--- start of Document excerpt ---

“I met this girl when I was ten years old, and what I loved most, she had so much soul..”
The lyrics. The vibe. The love story. It takes me back to one of my favorite movies, Brown Sugar, where Sydney Shaw (played by Sanaa Lathan) would start every interview of hers the exact same way… “So, when did you first fall in love with hip-hop?”
For me, it was the first time I heard the song “I used to love H.E.R” by rapper Common, then still known as Common Sense. It was the first time I could actually feel the connection to a song or body of work. Every album since, has been an educational experience.
From his debut album, Can I Borrow a Dollar? in 1992, to his most recently released album Nobody’s Smiling, ironically and appropriately titled for 2014; I learn something every time, and the concert on Tuesday night was no different. Common performed at Warehouse Live as part of his Nobody’s Smiling tour, and was opened up by Jay Electronica. It was a crowd full of cultured, lovers of all things real hip hop. What I appreciated about Jay was not only his love for his fans, or his moving tribute to the late, great hip hop Guru J. Dilla, but I was captured by how he kept cutting the beat off, to spit certain verses A cappella, and slow..as if he’s talking to the crowd with a particular intention for you to listen to what he’s saying. These are the kinds of fresh artists we need to nurture in today’s society, to keep the voice of real art alive. I mean, people have been waiting on a Jay Electronica album for years, and he’s just trying to teach us about ourselves. It was a great opening act for the veteran to follow.

--- end of Document excerpt ---

Write the next part of the concert review of Common's Nobody's Smiling tour stop at Warehouse Live, starting after its final sentence. The lines that come next aren't needed here.

--- start of Data shown ---

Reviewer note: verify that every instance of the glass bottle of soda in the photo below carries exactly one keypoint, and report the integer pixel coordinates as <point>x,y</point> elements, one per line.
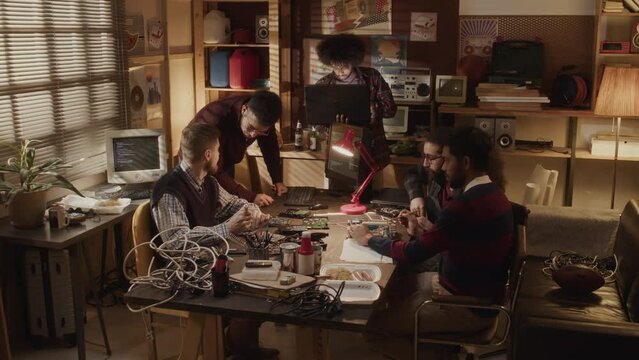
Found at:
<point>299,137</point>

--- end of Data shown ---

• **Written response**:
After a brief intermission, Common entered to nothing but a snare drum beat, and a dark stage. Just him, and the microphone. All he needs to make magic. Things quickly escalated and he had the crowd going up, on a Tuesday, when he started performing his classics such as “Go”, “Ghetto
Dreams”, “I used to love H.E.R”, “The Light”, “Come Close”, and one of my favorite songs off of the new album, “Hustle Harder”. Not to mention his a cappella version of “Testify” gave me chills. Every now and then between songs, he would take a trip down memory lane and show us pictures while he reminisced on moments from his life. Like his experience with his first
Range Rover. And then, he served Houston with an extra special treat as he brought Scarface and the Geto Boys out on stage for an EPIC performance of “Mind Playing Tricks on Me”. The entire evening was extraordinarily refreshing. I met Jay and Common (real name Rashid) last night, and thanked them for their music and their art. I’d met Rashid once before as freshman in college, while writing an English term paper on one of his songs. Not many artists are able to establish such a consistent career; where at 10 albums you’re still a very relevant force in the music world, making major contributions to the art. That’s how you know its real.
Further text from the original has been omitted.